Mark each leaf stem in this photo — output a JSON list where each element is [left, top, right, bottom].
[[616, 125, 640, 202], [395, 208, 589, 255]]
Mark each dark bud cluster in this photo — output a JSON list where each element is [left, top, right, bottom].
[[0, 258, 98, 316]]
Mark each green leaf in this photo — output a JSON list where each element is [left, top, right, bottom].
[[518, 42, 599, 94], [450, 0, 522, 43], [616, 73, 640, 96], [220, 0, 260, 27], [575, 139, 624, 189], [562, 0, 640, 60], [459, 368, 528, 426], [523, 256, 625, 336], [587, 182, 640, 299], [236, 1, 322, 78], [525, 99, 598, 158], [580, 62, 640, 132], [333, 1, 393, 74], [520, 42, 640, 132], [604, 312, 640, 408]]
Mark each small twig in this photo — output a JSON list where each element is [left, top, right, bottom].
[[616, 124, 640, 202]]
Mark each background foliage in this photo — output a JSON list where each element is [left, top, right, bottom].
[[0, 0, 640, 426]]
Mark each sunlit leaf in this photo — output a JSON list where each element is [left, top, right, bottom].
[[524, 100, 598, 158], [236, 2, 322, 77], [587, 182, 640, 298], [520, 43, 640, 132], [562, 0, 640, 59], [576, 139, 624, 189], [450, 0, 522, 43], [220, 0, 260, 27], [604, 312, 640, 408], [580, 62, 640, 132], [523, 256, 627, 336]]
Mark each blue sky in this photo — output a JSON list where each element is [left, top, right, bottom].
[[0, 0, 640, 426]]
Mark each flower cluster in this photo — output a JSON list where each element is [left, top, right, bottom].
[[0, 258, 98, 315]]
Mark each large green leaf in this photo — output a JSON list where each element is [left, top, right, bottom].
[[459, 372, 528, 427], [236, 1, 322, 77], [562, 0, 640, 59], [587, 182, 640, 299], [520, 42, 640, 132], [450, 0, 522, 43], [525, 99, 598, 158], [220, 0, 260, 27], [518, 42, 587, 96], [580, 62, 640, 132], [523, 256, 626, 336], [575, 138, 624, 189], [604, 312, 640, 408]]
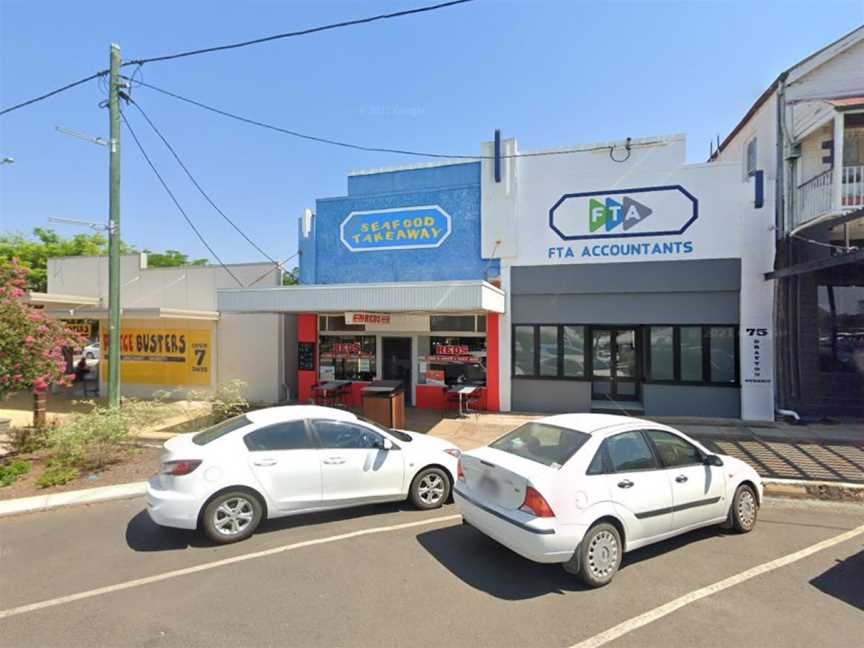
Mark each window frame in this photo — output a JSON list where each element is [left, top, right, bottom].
[[642, 323, 741, 387], [243, 419, 321, 452], [641, 428, 705, 470], [510, 323, 591, 382], [306, 418, 396, 451], [586, 429, 665, 475], [744, 133, 759, 179]]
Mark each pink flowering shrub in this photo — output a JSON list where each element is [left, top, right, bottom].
[[0, 259, 84, 397]]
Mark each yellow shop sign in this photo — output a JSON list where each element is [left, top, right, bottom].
[[101, 328, 212, 385]]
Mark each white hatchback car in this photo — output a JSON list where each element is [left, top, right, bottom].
[[147, 405, 461, 543], [453, 414, 762, 587]]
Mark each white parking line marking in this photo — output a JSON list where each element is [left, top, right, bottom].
[[570, 525, 864, 648], [0, 515, 462, 619]]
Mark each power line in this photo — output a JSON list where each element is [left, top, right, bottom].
[[123, 0, 474, 66], [123, 76, 651, 162], [129, 77, 477, 159], [246, 250, 300, 288], [120, 112, 243, 288], [130, 93, 277, 263], [0, 70, 108, 115]]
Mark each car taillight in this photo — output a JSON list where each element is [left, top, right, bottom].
[[519, 486, 555, 517], [162, 459, 201, 477]]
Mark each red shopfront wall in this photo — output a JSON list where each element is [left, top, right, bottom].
[[297, 314, 318, 403], [416, 313, 501, 412]]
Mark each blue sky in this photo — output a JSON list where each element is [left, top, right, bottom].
[[0, 0, 864, 262]]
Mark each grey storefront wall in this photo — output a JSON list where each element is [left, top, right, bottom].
[[510, 259, 741, 418]]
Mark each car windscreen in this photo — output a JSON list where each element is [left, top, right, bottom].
[[357, 416, 411, 443], [192, 414, 251, 445], [489, 421, 591, 466]]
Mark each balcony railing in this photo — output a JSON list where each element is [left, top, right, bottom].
[[793, 170, 834, 227], [792, 164, 864, 227]]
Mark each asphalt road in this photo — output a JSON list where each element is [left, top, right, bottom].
[[0, 498, 864, 648]]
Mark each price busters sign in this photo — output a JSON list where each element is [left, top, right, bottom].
[[101, 328, 213, 385]]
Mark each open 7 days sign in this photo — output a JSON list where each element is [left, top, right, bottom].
[[549, 185, 699, 241]]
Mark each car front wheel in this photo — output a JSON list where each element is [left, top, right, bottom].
[[563, 522, 624, 587], [201, 491, 264, 544], [727, 484, 759, 533], [408, 468, 450, 510]]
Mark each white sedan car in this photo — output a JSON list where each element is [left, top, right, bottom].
[[147, 405, 460, 543], [453, 414, 762, 587]]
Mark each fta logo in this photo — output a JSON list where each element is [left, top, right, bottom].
[[588, 196, 654, 233], [549, 185, 699, 241]]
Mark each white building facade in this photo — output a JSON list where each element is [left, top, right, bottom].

= = = = = = =

- **Exercise directions**
Copy out every item above, switching "in this photo" to "in this image" and leaving everything else unchanged. Leave the pictures out of your answer.

- **Exercise result**
Mark each leaf stem in this image — output a JSON list where each element is [left, top, right, bottom].
[[616, 125, 640, 202], [395, 208, 589, 255]]
Mark each dark bud cluster in this image — output a JSON list where each element is [left, top, right, bottom].
[[0, 258, 98, 316]]
Mark each green leaf in this image — output a JSON list where each element is [left, top, right, bottom].
[[518, 42, 599, 94], [450, 0, 522, 43], [616, 73, 640, 96], [220, 0, 260, 27], [575, 139, 624, 189], [562, 0, 640, 60], [459, 368, 528, 426], [523, 256, 625, 336], [587, 182, 640, 299], [236, 1, 322, 78], [525, 99, 598, 158], [580, 62, 640, 132], [333, 1, 393, 74], [520, 42, 640, 132], [604, 312, 640, 408]]
Mark each small twig in this image — output a JSON list where each element is [left, top, right, bottom].
[[616, 124, 640, 202]]
Mark each background foliage in this image — output a JSON list where each element is [left, top, right, bottom].
[[0, 0, 640, 426]]
Mark each sunlit leaf in this image — output a JSON list where each element is [left, top, right, bottom].
[[524, 100, 598, 158], [236, 2, 322, 77], [587, 182, 640, 298], [520, 43, 640, 132], [562, 0, 640, 59], [576, 139, 624, 189], [450, 0, 522, 43], [220, 0, 260, 27], [604, 312, 640, 408], [580, 62, 640, 132], [523, 256, 627, 336]]
Mark each blue sky in this image — output a JSON list where each element is [left, top, right, bottom].
[[0, 0, 640, 426]]
Mark each flower cluster in this image — output a JSON list where each element is [left, top, right, bottom].
[[0, 258, 98, 315]]
Mark each large green leaf in this image — output a JSON list where each element is [left, top, right, bottom].
[[459, 372, 528, 427], [236, 1, 322, 77], [562, 0, 640, 59], [587, 182, 640, 299], [520, 42, 640, 132], [450, 0, 522, 43], [525, 99, 598, 158], [220, 0, 260, 27], [518, 42, 587, 96], [580, 62, 640, 132], [523, 256, 626, 336], [575, 138, 624, 189], [604, 312, 640, 408]]
Mark each window frame in this image — output a JSON list where each element is [left, top, right, bottom].
[[642, 323, 741, 387], [243, 419, 321, 452], [641, 428, 705, 470], [510, 323, 591, 382], [306, 418, 396, 451], [586, 429, 665, 475], [744, 133, 759, 179]]
Mark each pink flowering shrub in this image — output a JSON list where each element is [left, top, right, bottom].
[[0, 259, 84, 397]]
Mark each yellow shop sign in this image — output a JSON list where each element is [left, top, right, bottom].
[[101, 328, 212, 385]]
Mark each white hatchback car in this image — output a JSON list where each element is [left, top, right, bottom].
[[147, 405, 461, 543], [453, 414, 762, 587]]
Mark each white parking line marking in this image — output a JSON list where each element is [left, top, right, bottom].
[[570, 525, 864, 648], [0, 515, 462, 619]]
Mark each power line in this image — output a JSON list where each element is [left, top, right, bottom].
[[123, 0, 474, 66], [123, 76, 651, 162], [129, 77, 477, 159], [246, 250, 300, 288], [120, 112, 243, 288], [130, 93, 277, 263], [0, 70, 108, 115]]
Mark each car taillight in this image — output a JSON list where each element is [left, top, right, bottom].
[[519, 486, 555, 517], [162, 459, 201, 477]]
Mark each red shopfront wall in this image — output a JSON list where each element is [left, top, right, bottom].
[[297, 314, 318, 403], [416, 313, 501, 412]]
Mark each blue sky in this image — output a JSON list where each element is [left, top, right, bottom].
[[0, 0, 864, 262]]
Mark each grey storefront wall in this image — output a JSON list where each element is [left, top, right, bottom].
[[510, 259, 741, 418]]
Mark each car windscreen in this image — output a JSON list where each element is [left, top, right, bottom].
[[357, 416, 411, 443], [192, 414, 251, 445], [489, 421, 591, 466]]
Mark each balcony railing in this image — output a JSON list where each element is [left, top, right, bottom].
[[793, 170, 834, 227], [792, 164, 864, 227]]
Mark each asphalt road in this image — output a JSON list where each element is [left, top, right, bottom].
[[0, 498, 864, 648]]
Mark each price busters sign in this image — output a JSON list where each element is [left, top, right, bottom].
[[101, 328, 213, 385]]
Mark each open 7 days sign in this image — output a JSON list where each element is [left, top, right, bottom].
[[549, 185, 699, 241]]
Mark each car front wheel in this image — output a JSON list where each element is [left, top, right, bottom].
[[563, 522, 624, 587], [201, 491, 264, 544], [727, 484, 759, 533], [408, 468, 450, 510]]
Mark each white sedan car in this image — output a JSON list where each element is [left, top, right, bottom].
[[147, 405, 460, 543], [453, 414, 762, 587]]
Mark each fta logo in this image — output a JSON list where each element is [left, top, right, bottom].
[[588, 196, 654, 233], [549, 185, 699, 241]]
Mark each white building facade in this image — output a JSON list where each element is [left, top, right, bottom].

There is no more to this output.